[begin Listed records]
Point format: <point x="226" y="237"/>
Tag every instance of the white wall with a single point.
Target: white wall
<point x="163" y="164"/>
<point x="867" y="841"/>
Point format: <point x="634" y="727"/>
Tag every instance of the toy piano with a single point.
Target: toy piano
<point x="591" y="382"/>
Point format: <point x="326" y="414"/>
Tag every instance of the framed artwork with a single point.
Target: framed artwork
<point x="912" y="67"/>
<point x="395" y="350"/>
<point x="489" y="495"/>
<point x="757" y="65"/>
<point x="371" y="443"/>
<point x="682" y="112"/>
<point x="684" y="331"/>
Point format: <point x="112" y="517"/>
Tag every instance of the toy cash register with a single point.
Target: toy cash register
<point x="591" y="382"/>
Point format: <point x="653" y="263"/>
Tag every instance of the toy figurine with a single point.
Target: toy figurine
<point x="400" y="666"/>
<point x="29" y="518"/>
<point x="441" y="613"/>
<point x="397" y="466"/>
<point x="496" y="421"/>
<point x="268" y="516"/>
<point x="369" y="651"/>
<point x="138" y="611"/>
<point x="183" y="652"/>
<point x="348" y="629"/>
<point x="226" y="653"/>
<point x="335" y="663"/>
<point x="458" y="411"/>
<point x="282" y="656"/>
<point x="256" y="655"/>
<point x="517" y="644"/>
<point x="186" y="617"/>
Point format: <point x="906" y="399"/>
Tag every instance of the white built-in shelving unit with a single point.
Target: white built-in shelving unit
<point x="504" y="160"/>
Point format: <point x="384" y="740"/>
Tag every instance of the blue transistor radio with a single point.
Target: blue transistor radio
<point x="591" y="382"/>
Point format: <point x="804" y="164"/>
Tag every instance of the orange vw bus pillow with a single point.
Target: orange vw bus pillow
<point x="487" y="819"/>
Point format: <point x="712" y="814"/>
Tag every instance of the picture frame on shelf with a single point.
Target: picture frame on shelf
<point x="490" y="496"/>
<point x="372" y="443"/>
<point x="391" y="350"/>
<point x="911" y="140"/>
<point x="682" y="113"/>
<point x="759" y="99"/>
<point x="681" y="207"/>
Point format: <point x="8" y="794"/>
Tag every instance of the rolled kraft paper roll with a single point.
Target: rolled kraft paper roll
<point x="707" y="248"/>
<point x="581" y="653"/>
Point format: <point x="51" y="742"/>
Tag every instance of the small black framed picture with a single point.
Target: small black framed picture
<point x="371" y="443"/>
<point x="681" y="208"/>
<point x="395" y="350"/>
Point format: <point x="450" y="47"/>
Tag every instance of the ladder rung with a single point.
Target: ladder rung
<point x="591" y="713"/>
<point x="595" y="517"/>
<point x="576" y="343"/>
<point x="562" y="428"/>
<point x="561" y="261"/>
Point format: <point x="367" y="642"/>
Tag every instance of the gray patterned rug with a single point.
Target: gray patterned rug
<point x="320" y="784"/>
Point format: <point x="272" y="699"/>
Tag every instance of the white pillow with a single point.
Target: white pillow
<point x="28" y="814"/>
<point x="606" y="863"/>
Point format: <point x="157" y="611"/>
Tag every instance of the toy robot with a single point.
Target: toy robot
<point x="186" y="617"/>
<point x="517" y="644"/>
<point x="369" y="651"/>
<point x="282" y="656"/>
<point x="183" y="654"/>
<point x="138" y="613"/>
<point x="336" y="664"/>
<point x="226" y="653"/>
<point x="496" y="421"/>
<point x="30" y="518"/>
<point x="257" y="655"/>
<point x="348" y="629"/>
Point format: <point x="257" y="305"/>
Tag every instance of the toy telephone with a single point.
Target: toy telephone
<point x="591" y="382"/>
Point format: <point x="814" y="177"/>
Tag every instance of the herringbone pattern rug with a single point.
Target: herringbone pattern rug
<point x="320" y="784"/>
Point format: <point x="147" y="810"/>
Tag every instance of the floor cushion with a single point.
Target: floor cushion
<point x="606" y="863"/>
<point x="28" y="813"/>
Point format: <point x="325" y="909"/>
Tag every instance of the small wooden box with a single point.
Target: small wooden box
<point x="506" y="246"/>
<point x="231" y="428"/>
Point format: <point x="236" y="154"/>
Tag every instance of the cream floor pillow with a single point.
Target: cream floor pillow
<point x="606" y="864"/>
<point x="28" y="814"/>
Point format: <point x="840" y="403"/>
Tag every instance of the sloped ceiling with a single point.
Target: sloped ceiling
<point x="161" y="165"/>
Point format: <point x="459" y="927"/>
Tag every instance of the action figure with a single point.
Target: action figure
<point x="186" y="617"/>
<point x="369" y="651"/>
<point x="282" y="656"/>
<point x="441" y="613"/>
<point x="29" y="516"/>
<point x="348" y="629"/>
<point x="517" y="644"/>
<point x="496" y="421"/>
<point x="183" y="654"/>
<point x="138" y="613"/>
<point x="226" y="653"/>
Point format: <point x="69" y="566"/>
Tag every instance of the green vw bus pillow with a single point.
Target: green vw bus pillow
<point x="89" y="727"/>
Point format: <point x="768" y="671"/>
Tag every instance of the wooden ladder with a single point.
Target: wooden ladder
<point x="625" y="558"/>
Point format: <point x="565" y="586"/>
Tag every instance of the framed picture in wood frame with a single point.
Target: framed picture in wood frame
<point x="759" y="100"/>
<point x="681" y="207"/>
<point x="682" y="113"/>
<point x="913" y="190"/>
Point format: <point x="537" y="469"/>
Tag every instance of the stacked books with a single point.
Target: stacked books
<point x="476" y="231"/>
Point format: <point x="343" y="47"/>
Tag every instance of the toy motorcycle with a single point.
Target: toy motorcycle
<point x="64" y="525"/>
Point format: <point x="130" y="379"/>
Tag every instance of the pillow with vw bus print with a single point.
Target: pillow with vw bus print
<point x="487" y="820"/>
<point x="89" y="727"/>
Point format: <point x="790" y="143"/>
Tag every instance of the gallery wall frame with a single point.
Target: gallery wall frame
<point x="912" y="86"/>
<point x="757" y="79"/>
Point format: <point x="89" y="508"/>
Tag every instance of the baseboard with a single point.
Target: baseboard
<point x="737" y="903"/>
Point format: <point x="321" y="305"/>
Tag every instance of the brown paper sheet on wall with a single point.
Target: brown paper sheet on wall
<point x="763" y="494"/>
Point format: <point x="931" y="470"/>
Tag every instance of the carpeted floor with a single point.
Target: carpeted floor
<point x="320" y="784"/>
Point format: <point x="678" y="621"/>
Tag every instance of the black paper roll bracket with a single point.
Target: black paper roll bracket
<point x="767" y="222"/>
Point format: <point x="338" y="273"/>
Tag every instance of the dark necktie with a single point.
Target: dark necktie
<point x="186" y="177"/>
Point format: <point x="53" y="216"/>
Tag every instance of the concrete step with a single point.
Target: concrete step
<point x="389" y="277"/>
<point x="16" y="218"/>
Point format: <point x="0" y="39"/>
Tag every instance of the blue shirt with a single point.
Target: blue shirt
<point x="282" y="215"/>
[end Listed records]
Aim of the task:
Extract every line from the records above that contains the word "sloped". Case counts.

Finished task:
Tag every instance of the sloped ceiling with a single point.
Target: sloped ceiling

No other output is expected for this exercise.